= INPUT FOR THIS TASK =
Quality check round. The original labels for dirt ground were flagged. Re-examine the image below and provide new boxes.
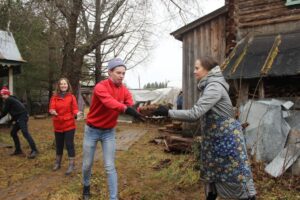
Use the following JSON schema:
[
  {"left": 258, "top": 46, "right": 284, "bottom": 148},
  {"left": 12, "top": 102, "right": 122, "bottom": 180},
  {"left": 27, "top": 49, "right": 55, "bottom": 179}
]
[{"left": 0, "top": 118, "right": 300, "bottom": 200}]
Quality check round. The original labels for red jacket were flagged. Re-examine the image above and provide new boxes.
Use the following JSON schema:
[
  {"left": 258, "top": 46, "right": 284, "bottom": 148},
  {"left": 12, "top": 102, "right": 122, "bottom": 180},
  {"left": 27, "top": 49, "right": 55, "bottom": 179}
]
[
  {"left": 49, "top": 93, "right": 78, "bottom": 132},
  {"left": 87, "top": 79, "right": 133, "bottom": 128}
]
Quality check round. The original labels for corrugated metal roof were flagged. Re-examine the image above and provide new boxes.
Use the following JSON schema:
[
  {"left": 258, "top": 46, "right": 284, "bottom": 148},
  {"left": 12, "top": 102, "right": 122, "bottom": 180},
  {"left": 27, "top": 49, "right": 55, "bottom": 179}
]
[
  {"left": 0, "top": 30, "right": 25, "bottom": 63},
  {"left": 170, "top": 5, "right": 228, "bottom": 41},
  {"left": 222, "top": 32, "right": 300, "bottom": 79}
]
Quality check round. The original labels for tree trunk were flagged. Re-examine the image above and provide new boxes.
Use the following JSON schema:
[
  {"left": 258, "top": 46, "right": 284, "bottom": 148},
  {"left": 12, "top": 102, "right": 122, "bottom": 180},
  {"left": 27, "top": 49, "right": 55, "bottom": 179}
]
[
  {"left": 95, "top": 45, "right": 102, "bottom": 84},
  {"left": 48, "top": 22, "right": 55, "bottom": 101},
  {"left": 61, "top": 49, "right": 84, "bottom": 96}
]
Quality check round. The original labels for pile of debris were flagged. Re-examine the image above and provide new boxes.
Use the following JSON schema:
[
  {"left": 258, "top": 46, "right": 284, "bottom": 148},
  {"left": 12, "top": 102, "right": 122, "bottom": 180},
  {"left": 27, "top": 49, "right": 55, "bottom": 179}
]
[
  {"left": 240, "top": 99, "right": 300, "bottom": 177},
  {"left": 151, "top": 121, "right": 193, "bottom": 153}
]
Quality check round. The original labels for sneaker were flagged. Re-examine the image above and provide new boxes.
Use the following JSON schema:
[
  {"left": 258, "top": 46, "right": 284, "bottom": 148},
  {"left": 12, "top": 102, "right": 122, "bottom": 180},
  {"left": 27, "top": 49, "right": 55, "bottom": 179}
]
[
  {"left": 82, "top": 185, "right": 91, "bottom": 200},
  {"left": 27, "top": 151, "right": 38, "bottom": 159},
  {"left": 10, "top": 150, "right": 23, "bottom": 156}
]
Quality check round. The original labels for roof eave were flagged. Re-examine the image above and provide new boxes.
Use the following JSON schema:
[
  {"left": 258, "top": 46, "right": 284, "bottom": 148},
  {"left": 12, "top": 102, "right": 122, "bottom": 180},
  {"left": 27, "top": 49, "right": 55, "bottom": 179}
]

= PROBLEM =
Please copy every item above word for word, leaving out the picture.

= EXERCISE RESULT =
Quality check round. The original labels for dirt ground were flagged. Re-examine the image below and provide new boxes.
Use the following JSON schema:
[
  {"left": 258, "top": 46, "right": 284, "bottom": 148},
  {"left": 12, "top": 102, "right": 122, "bottom": 180},
  {"left": 27, "top": 49, "right": 55, "bottom": 179}
]
[{"left": 0, "top": 118, "right": 300, "bottom": 200}]
Quality check round. The original labels for red jacket were flagged. Re-examine the image above and provide new boxes.
Use the following JSON schema:
[
  {"left": 258, "top": 46, "right": 284, "bottom": 148},
  {"left": 12, "top": 102, "right": 122, "bottom": 180},
  {"left": 27, "top": 49, "right": 55, "bottom": 179}
]
[
  {"left": 49, "top": 93, "right": 78, "bottom": 132},
  {"left": 87, "top": 79, "right": 133, "bottom": 128}
]
Quality check round. The original labels for corrugated metal roof were flagged. Re-examine the image above and provide new boxes.
Use the following JSON schema:
[
  {"left": 258, "top": 46, "right": 284, "bottom": 148},
  {"left": 12, "top": 102, "right": 122, "bottom": 180},
  {"left": 27, "top": 49, "right": 55, "bottom": 179}
]
[
  {"left": 0, "top": 30, "right": 25, "bottom": 63},
  {"left": 170, "top": 5, "right": 228, "bottom": 41},
  {"left": 222, "top": 32, "right": 300, "bottom": 79}
]
Quality check round. The original labels for tree trunk were flagged. Re-examine the image above and provide new boxes.
Use the following JSON schema:
[
  {"left": 258, "top": 46, "right": 284, "bottom": 148},
  {"left": 12, "top": 102, "right": 122, "bottom": 180},
  {"left": 27, "top": 49, "right": 55, "bottom": 179}
]
[
  {"left": 95, "top": 45, "right": 102, "bottom": 84},
  {"left": 48, "top": 22, "right": 55, "bottom": 101},
  {"left": 61, "top": 49, "right": 84, "bottom": 96}
]
Quality check round. The original labels for pile of debris were flagged. Re-examine the image above and provide new boxes.
Use the following JSON schema:
[
  {"left": 258, "top": 46, "right": 284, "bottom": 148},
  {"left": 12, "top": 102, "right": 122, "bottom": 180},
  {"left": 27, "top": 49, "right": 55, "bottom": 179}
]
[
  {"left": 240, "top": 99, "right": 300, "bottom": 177},
  {"left": 151, "top": 121, "right": 193, "bottom": 153}
]
Quality check round. The original labels for sneaker were flagged. Re-examine the image above and provide new boxes.
Use the following JSON schema:
[
  {"left": 258, "top": 46, "right": 284, "bottom": 148},
  {"left": 12, "top": 102, "right": 122, "bottom": 180},
  {"left": 27, "top": 49, "right": 55, "bottom": 179}
]
[
  {"left": 82, "top": 185, "right": 91, "bottom": 200},
  {"left": 27, "top": 151, "right": 38, "bottom": 159},
  {"left": 10, "top": 150, "right": 23, "bottom": 156}
]
Quality check round. The original labels for roof eave were flagged. Re-examine the image above and provide new boxes.
Use the following JSON schema:
[
  {"left": 258, "top": 46, "right": 284, "bottom": 148},
  {"left": 12, "top": 102, "right": 122, "bottom": 180},
  {"left": 27, "top": 49, "right": 55, "bottom": 179}
]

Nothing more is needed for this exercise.